[Start PASSAGE GIVEN]
Friday, May 9, 2014

Authentic Argentinian Ranch Experience

Ingrained in Argentinian culture, the gaucho lifestyle has always been a little bit mystical, sometimes mischievous, but always noble.

authentic argentinian ranch experience header

Yesterday we visited the traditional Argentinian ranch Don Silvano on the outskirts of Buenos Aires. With a few spare days to fill we found a tourist agency that convinced us a trip to Argentina would be incomplete unless we had a full day experience on a ranch. All inclusive with food, transport and a full days entertainment, we booked it in.

WHAT IS A GAUCHO?


Gaucho's are nomadic horsemen who maintain estancias, or ranches, and are adept with handling various livestock. Historically, gauchos were venerated as brave and somewhat mysterious, with legendary tales behind many of the most notable. With an estimated 150,000 today in Argentina, gaucho culture is interwoven into the fabric of Argentine culture and are now considered a national symbol of the country.

gaucho on horse

The coach bus arrived early before breakfast at our hotel and we made our way to the ranch in about an hour. Warmly greeted, we were offered empanadas and a cup of wine or juice at arrival and the day's itinerary was explained to us. Being a large ranch you didn't have to participate in every activity and could spend the day wandering around and relaxing if you preferred (but wheres the fun in that?!).
[End PASSAGE GIVEN]
[Start RECORD EXTRACTS]
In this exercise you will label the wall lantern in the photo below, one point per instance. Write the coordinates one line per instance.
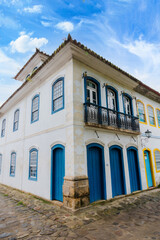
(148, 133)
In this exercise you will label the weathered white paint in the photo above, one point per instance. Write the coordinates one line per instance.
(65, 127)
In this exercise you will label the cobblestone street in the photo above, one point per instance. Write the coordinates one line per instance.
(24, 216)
[End RECORD EXTRACTS]
[Start RECORD EXTRACTS]
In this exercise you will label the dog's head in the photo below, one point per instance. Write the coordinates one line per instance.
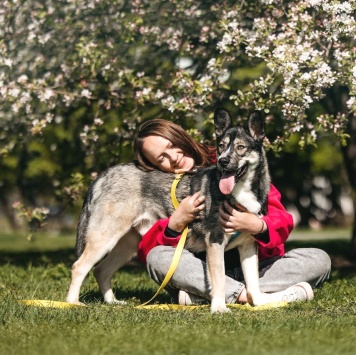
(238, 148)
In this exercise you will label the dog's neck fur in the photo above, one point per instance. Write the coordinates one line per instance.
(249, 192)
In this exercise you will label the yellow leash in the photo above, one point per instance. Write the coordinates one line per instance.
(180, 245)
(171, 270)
[End RECORD EXTRACTS]
[Start RECORD EXTRACTS]
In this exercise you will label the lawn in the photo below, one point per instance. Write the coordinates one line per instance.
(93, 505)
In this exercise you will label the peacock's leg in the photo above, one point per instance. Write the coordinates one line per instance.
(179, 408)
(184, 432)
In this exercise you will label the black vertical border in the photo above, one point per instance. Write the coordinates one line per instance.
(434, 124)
[End RECORD EXTRACTS]
WHAT YOU NEED TO DO:
1/ Please reproduce the ranch blog post word for word, from "Friday, May 9, 2014" up to and including "IS A GAUCHO?".
2/ Continue the ranch blog post from the point where it ends.
The entries have no connection to the ranch blog post.

PER-TASK OUTPUTS:
1/
Friday, May 9, 2014

Authentic Argentinian Ranch Experience

Ingrained in Argentinian culture, the gaucho lifestyle has always been a little bit mystical, sometimes mischievous, but always noble.

authentic argentinian ranch experience header

Yesterday we visited the traditional Argentinian ranch Don Silvano on the outskirts of Buenos Aires. With a few spare days to fill we found a tourist agency that convinced us a trip to Argentina would be incomplete unless we had a full day experience on a ranch. All inclusive with food, transport and a full days entertainment, we booked it in.

WHAT IS A GAUCHO?

2/
pink building in the ranch

As a fully operational ranch there were cute farm animals freely wandering the grounds. Not only horses, but exotic birds like peacocks, roosters, chickens, ducks and pigs. Accustomed to human interactions and not shy at all, it was a good photo opportunity and I got plenty of cute animal photos during our first meal. We also got our first lesson in mate tea drinking, the most recognisable national beverage of Argentina.

ALL ABOUT YERBA MATE


Yerba Mate is more than a beverage, it is a cultural tradition used for socialising and health benefits. First consumed by the indigenous Guarani peoples, served in a gourd and sipped through a metal bombilla, it is consumed today in groups in an almost ritualistic manner. In a group everyone will drink from the same gourd and bombilla until the mate no longer has a potent flavour.

duck family on the ranch

After our meal we were ushered to the first activity - a horse and carriage ride around the ranch. You couldn't tell from first sight but the ranch extends at least a couple of hectares. Afterwards we got to ride the horses ourselves on a trail! It was a lot of fun, but my horse was naughty and kept stopping to eat leaves from trees.

me riding a horse

Afterwards we had an Argentine lunch with all the trimmings - juicy steak and salads, sausages, red wine and a rich dulce de leche flan to top it off. The meal was accompanied with a show and popular music and dance from every region of Argentina. The singer asked us where we were all from and performed a song from each of our countries (impressive), and finally some members of the audience were given a chance to learn a few dance moves for themselves.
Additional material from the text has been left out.